↓↓↓
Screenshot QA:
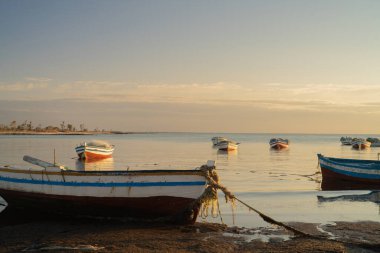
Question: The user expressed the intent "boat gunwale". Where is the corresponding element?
[318,154,380,170]
[0,167,208,176]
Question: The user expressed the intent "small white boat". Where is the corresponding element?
[0,156,216,223]
[211,136,227,146]
[269,138,289,149]
[352,138,371,149]
[340,136,352,146]
[367,137,380,147]
[216,140,239,151]
[75,141,115,159]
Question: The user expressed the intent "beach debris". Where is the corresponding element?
[22,243,104,252]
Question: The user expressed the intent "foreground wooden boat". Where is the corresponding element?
[75,141,115,160]
[318,154,380,190]
[0,156,215,223]
[269,138,289,149]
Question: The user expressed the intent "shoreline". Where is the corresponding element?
[0,131,141,135]
[0,214,380,253]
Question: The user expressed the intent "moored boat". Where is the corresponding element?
[366,137,380,147]
[318,154,380,190]
[340,136,352,146]
[216,140,239,151]
[75,141,115,159]
[0,156,215,223]
[211,136,227,146]
[269,138,289,149]
[351,138,371,149]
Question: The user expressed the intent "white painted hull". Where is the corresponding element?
[217,141,238,151]
[211,136,227,146]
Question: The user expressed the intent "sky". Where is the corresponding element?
[0,0,380,134]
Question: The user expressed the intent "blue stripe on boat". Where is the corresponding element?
[0,176,206,187]
[323,164,380,179]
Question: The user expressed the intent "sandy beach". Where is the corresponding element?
[0,212,380,253]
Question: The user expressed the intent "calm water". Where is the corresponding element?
[0,133,380,227]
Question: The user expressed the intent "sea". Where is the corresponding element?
[0,133,380,228]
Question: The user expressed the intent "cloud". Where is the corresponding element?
[0,77,380,113]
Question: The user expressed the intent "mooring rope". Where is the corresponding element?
[199,166,315,238]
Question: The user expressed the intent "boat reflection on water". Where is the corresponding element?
[317,191,380,204]
[75,157,115,171]
[321,177,380,191]
[216,149,237,155]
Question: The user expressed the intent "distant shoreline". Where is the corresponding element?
[0,131,135,135]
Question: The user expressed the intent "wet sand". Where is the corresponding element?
[0,216,380,253]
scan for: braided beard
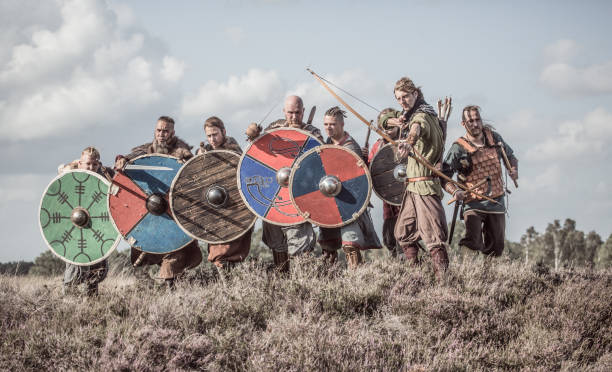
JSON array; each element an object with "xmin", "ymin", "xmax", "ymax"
[{"xmin": 151, "ymin": 137, "xmax": 176, "ymax": 155}]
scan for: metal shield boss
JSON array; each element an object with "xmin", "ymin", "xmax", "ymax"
[
  {"xmin": 38, "ymin": 170, "xmax": 121, "ymax": 266},
  {"xmin": 170, "ymin": 150, "xmax": 257, "ymax": 244},
  {"xmin": 108, "ymin": 154, "xmax": 193, "ymax": 254},
  {"xmin": 370, "ymin": 143, "xmax": 406, "ymax": 206},
  {"xmin": 238, "ymin": 128, "xmax": 321, "ymax": 226},
  {"xmin": 289, "ymin": 145, "xmax": 372, "ymax": 227}
]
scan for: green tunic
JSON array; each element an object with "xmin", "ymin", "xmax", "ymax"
[{"xmin": 380, "ymin": 111, "xmax": 444, "ymax": 199}]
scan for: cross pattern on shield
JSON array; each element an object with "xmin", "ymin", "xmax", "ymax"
[
  {"xmin": 238, "ymin": 128, "xmax": 321, "ymax": 226},
  {"xmin": 370, "ymin": 143, "xmax": 406, "ymax": 206},
  {"xmin": 108, "ymin": 154, "xmax": 193, "ymax": 254},
  {"xmin": 39, "ymin": 170, "xmax": 121, "ymax": 266},
  {"xmin": 289, "ymin": 145, "xmax": 372, "ymax": 227},
  {"xmin": 170, "ymin": 150, "xmax": 257, "ymax": 244}
]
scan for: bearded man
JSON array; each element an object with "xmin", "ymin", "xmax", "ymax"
[
  {"xmin": 442, "ymin": 105, "xmax": 518, "ymax": 257},
  {"xmin": 319, "ymin": 106, "xmax": 381, "ymax": 269},
  {"xmin": 249, "ymin": 96, "xmax": 323, "ymax": 272},
  {"xmin": 197, "ymin": 116, "xmax": 253, "ymax": 273},
  {"xmin": 368, "ymin": 107, "xmax": 401, "ymax": 257},
  {"xmin": 115, "ymin": 116, "xmax": 202, "ymax": 289},
  {"xmin": 58, "ymin": 146, "xmax": 115, "ymax": 296},
  {"xmin": 379, "ymin": 77, "xmax": 448, "ymax": 279}
]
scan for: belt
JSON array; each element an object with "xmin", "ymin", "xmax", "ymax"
[{"xmin": 406, "ymin": 176, "xmax": 438, "ymax": 183}]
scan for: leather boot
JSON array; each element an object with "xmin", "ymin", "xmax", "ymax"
[
  {"xmin": 342, "ymin": 245, "xmax": 363, "ymax": 269},
  {"xmin": 321, "ymin": 249, "xmax": 338, "ymax": 266},
  {"xmin": 402, "ymin": 244, "xmax": 420, "ymax": 266},
  {"xmin": 272, "ymin": 251, "xmax": 289, "ymax": 273},
  {"xmin": 431, "ymin": 246, "xmax": 448, "ymax": 280}
]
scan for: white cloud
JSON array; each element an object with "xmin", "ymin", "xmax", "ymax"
[
  {"xmin": 161, "ymin": 56, "xmax": 185, "ymax": 82},
  {"xmin": 0, "ymin": 174, "xmax": 53, "ymax": 205},
  {"xmin": 540, "ymin": 40, "xmax": 612, "ymax": 96},
  {"xmin": 225, "ymin": 27, "xmax": 245, "ymax": 44},
  {"xmin": 0, "ymin": 0, "xmax": 184, "ymax": 141},
  {"xmin": 526, "ymin": 108, "xmax": 612, "ymax": 161},
  {"xmin": 181, "ymin": 69, "xmax": 284, "ymax": 121},
  {"xmin": 544, "ymin": 39, "xmax": 579, "ymax": 62}
]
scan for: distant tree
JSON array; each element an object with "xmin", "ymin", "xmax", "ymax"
[
  {"xmin": 595, "ymin": 234, "xmax": 612, "ymax": 268},
  {"xmin": 544, "ymin": 220, "xmax": 562, "ymax": 270},
  {"xmin": 0, "ymin": 261, "xmax": 34, "ymax": 275},
  {"xmin": 584, "ymin": 231, "xmax": 604, "ymax": 267},
  {"xmin": 28, "ymin": 250, "xmax": 66, "ymax": 276}
]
↑↑↑
Task description:
Apart from the pictures, the entries above are to be repeated in full and exactly.

Exercise answer:
Screenshot QA:
Question: The user expressed the intent "boat gunwale". Where is the corresponding element?
[318,154,380,170]
[0,167,208,176]
Question: The user expressed the intent "small white boat". Where is the corresponding element?
[0,156,216,223]
[211,136,227,146]
[269,138,289,149]
[352,138,371,149]
[340,136,352,146]
[367,137,380,147]
[216,140,239,151]
[75,141,115,159]
Question: The user expressed the intent "beach debris". Where is the corresponding element?
[22,243,104,252]
Question: The user expressed the intent "foreground wooden boat". Where is the corresponding element?
[75,141,115,160]
[318,154,380,190]
[0,156,215,223]
[269,138,289,149]
Question: The user expressed the intent "shoreline". Where is the corresponding element?
[0,131,141,135]
[0,214,380,253]
Question: The user expressed the intent "moored boat". Where is the corresponding element?
[366,137,380,147]
[318,154,380,190]
[340,136,352,146]
[216,140,239,151]
[75,141,115,159]
[0,156,215,223]
[211,136,227,146]
[269,138,289,149]
[351,138,371,149]
Question: The user expressed the intent "white painted hull". Where is the corresponding element?
[217,141,238,151]
[211,136,227,146]
Question: The user expressed the intent "sky". Where is the corresponding element?
[0,0,380,134]
Question: The user expressed the intent "blue stripe on boat". Where is the corresponding element?
[0,176,206,187]
[323,164,380,179]
Question: The user expressed the intent "sandy beach". Where is the corresponding element?
[0,212,380,253]
Question: The user expressed the intent "calm water". Where is the corresponding element?
[0,133,380,227]
Question: The user expressed the intent "sea". Where is the corresponding element?
[0,133,380,228]
Question: The user expressed the intent "cloud". Where is the corresponding element?
[0,77,380,113]
Question: The user expressed the intent "mooring rope". Where is the corresponding element?
[199,166,315,238]
Question: The user expressed the intent "boat reflection on water". Where is the corresponding element?
[317,191,380,204]
[75,157,115,171]
[321,177,380,191]
[216,149,237,155]
Question: The user expressed the intent "distant shoreline". Where is the corresponding element?
[0,131,135,135]
Question: The user expressed the intent "wet sand". Where is the corresponding element?
[0,216,380,253]
scan for: braided beard
JSON array; each element an object with "xmin", "ymin", "xmax", "ymax"
[{"xmin": 151, "ymin": 137, "xmax": 176, "ymax": 155}]
scan for: metal shield boss
JSON array; each element an object with "xmin", "ymin", "xmax", "ymax"
[
  {"xmin": 38, "ymin": 170, "xmax": 121, "ymax": 266},
  {"xmin": 170, "ymin": 150, "xmax": 257, "ymax": 244},
  {"xmin": 108, "ymin": 154, "xmax": 193, "ymax": 254},
  {"xmin": 370, "ymin": 143, "xmax": 406, "ymax": 206},
  {"xmin": 238, "ymin": 128, "xmax": 321, "ymax": 226},
  {"xmin": 289, "ymin": 145, "xmax": 372, "ymax": 227}
]
scan for: green tunic
JSON array; each element an object with "xmin", "ymin", "xmax", "ymax"
[{"xmin": 380, "ymin": 111, "xmax": 444, "ymax": 199}]
scan for: cross pattern on shield
JSON array; each element an object with "xmin", "ymin", "xmax", "ymax"
[
  {"xmin": 238, "ymin": 128, "xmax": 321, "ymax": 226},
  {"xmin": 370, "ymin": 143, "xmax": 406, "ymax": 206},
  {"xmin": 108, "ymin": 154, "xmax": 193, "ymax": 254},
  {"xmin": 39, "ymin": 170, "xmax": 121, "ymax": 266},
  {"xmin": 289, "ymin": 145, "xmax": 372, "ymax": 227},
  {"xmin": 170, "ymin": 150, "xmax": 257, "ymax": 244}
]
scan for: bearded man
JSON array; each element an object with "xmin", "ymin", "xmax", "ymax"
[
  {"xmin": 442, "ymin": 105, "xmax": 518, "ymax": 257},
  {"xmin": 319, "ymin": 106, "xmax": 381, "ymax": 269},
  {"xmin": 249, "ymin": 96, "xmax": 323, "ymax": 272},
  {"xmin": 197, "ymin": 116, "xmax": 253, "ymax": 273},
  {"xmin": 368, "ymin": 107, "xmax": 401, "ymax": 257},
  {"xmin": 115, "ymin": 116, "xmax": 202, "ymax": 289},
  {"xmin": 58, "ymin": 146, "xmax": 115, "ymax": 296},
  {"xmin": 379, "ymin": 77, "xmax": 448, "ymax": 279}
]
scan for: belt
JSON array; each element an object with "xmin", "ymin", "xmax", "ymax"
[{"xmin": 406, "ymin": 176, "xmax": 438, "ymax": 183}]
scan for: leather boot
JSON array; each element an object with "xmin", "ymin", "xmax", "ymax"
[
  {"xmin": 342, "ymin": 245, "xmax": 363, "ymax": 269},
  {"xmin": 321, "ymin": 249, "xmax": 338, "ymax": 266},
  {"xmin": 402, "ymin": 244, "xmax": 420, "ymax": 266},
  {"xmin": 272, "ymin": 251, "xmax": 289, "ymax": 273},
  {"xmin": 431, "ymin": 246, "xmax": 448, "ymax": 280}
]
scan for: white cloud
JSON array; each element an object with "xmin", "ymin", "xmax", "ymax"
[
  {"xmin": 161, "ymin": 56, "xmax": 185, "ymax": 82},
  {"xmin": 0, "ymin": 174, "xmax": 53, "ymax": 205},
  {"xmin": 540, "ymin": 40, "xmax": 612, "ymax": 96},
  {"xmin": 225, "ymin": 27, "xmax": 245, "ymax": 44},
  {"xmin": 0, "ymin": 0, "xmax": 184, "ymax": 141},
  {"xmin": 526, "ymin": 108, "xmax": 612, "ymax": 161},
  {"xmin": 181, "ymin": 69, "xmax": 284, "ymax": 121},
  {"xmin": 544, "ymin": 39, "xmax": 579, "ymax": 62}
]
scan for: distant tree
JSON array; each element an object with "xmin", "ymin", "xmax", "ymax"
[
  {"xmin": 595, "ymin": 234, "xmax": 612, "ymax": 268},
  {"xmin": 544, "ymin": 220, "xmax": 562, "ymax": 270},
  {"xmin": 0, "ymin": 261, "xmax": 34, "ymax": 275},
  {"xmin": 584, "ymin": 231, "xmax": 604, "ymax": 267},
  {"xmin": 28, "ymin": 250, "xmax": 66, "ymax": 276}
]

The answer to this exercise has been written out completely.